Please copy exactly the lines that begin with the one containing "Task: for the roadway count, mark the bare" and end with the last line of the entries.

Extracted data entries
• • •
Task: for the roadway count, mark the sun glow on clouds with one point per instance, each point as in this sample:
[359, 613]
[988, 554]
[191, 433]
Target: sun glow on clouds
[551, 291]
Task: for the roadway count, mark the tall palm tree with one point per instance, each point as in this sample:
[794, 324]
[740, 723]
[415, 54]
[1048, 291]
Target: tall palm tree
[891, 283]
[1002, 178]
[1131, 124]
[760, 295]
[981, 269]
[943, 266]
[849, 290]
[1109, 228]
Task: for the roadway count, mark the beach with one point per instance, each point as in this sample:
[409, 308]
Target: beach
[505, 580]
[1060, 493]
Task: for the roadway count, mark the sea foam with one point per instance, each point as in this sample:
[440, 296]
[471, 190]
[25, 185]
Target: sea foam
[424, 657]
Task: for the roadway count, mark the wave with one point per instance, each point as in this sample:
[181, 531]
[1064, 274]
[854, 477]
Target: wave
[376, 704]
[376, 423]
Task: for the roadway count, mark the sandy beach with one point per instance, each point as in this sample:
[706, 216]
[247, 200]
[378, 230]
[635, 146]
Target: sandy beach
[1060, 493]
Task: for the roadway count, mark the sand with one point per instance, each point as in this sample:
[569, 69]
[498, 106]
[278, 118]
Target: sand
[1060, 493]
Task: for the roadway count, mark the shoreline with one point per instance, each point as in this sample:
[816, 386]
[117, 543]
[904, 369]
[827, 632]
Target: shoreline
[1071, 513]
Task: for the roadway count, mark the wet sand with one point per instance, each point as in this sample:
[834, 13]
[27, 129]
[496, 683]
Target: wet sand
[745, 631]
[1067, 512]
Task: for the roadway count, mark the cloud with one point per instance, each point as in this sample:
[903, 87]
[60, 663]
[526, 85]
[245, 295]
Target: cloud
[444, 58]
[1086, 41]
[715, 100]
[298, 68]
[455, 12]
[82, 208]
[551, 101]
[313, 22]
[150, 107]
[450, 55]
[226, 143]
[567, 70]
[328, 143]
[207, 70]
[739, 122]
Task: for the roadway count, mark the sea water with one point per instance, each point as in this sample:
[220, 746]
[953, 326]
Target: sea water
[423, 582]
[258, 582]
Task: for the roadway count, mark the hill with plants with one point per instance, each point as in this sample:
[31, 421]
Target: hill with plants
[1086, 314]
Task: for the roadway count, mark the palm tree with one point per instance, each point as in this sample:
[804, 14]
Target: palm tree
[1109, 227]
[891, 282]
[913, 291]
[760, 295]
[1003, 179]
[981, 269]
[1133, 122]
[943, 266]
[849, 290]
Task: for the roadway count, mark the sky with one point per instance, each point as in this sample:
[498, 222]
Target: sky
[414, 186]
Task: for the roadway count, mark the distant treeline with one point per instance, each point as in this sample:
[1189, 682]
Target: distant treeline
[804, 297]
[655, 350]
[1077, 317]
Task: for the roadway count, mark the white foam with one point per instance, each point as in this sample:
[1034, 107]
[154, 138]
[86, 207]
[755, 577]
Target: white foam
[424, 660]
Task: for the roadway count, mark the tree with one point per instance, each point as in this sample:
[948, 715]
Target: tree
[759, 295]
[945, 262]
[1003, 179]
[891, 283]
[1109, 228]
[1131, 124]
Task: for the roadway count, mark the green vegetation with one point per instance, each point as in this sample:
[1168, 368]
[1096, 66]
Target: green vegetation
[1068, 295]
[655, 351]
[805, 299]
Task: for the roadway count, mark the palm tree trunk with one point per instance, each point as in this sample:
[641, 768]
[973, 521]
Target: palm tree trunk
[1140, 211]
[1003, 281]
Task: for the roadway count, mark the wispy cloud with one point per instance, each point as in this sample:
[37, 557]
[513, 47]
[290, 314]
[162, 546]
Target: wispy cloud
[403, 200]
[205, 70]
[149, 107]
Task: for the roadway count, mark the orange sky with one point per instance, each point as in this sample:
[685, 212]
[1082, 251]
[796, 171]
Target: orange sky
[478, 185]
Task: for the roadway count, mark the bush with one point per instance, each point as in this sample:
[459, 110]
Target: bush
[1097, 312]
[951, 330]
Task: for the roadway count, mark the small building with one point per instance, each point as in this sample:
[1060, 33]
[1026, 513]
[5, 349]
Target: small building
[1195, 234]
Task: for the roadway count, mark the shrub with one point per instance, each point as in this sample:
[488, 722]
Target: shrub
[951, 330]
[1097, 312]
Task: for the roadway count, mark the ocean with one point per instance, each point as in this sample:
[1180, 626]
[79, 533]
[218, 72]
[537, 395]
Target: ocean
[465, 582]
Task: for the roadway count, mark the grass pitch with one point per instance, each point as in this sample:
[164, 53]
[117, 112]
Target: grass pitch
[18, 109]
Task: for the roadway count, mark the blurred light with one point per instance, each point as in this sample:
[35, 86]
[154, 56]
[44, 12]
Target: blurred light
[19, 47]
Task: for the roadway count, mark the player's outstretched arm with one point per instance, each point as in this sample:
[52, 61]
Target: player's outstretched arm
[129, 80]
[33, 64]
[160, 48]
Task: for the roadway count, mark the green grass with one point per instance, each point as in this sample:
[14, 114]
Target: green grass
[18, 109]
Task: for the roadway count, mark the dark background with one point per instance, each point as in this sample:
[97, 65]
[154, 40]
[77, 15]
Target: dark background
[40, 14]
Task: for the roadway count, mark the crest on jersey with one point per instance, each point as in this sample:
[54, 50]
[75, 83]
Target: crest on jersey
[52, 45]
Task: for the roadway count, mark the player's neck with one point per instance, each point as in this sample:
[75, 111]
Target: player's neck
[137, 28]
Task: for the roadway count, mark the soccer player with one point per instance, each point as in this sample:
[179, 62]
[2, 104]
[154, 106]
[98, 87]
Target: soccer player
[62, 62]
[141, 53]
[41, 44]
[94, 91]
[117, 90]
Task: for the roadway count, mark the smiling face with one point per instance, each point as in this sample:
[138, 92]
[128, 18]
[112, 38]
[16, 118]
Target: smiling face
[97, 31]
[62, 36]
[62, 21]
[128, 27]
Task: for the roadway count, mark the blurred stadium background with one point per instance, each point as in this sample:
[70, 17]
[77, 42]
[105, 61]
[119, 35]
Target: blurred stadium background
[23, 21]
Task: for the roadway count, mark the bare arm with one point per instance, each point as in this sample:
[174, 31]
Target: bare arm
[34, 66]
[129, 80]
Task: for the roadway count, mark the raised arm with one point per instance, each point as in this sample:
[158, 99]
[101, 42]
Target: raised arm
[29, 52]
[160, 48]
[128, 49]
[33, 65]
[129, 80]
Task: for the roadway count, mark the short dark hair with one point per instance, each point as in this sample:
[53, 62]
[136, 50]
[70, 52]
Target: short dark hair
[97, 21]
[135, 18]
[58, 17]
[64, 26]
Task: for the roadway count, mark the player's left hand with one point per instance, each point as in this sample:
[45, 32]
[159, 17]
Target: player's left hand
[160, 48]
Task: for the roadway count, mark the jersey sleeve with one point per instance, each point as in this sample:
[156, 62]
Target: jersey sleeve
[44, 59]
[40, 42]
• • •
* _FULL RESPONSE_
Task: for the roadway count, mark the bare arm with one point per instance, each point as in this sample:
[174, 31]
Target: bare arm
[34, 66]
[129, 80]
Task: for the roadway count, mark the raised arm with one point per instance, each point as in this sample:
[158, 99]
[101, 42]
Target: raised arm
[29, 52]
[160, 48]
[128, 49]
[33, 65]
[129, 80]
Task: for the roadway count, mark the short dark hair with one point per instance, each point as in this sample:
[53, 62]
[136, 50]
[70, 52]
Target: short dark hair
[97, 21]
[135, 18]
[58, 17]
[64, 26]
Task: for the roadway count, mark the player's left hand with one point per instance, each point as in this sample:
[45, 32]
[159, 17]
Target: player's left hand
[160, 48]
Task: for the roadway count, mark the jersey sleeve with one point per instance, each point as in this sample:
[156, 62]
Target: jersey sleeve
[44, 59]
[40, 42]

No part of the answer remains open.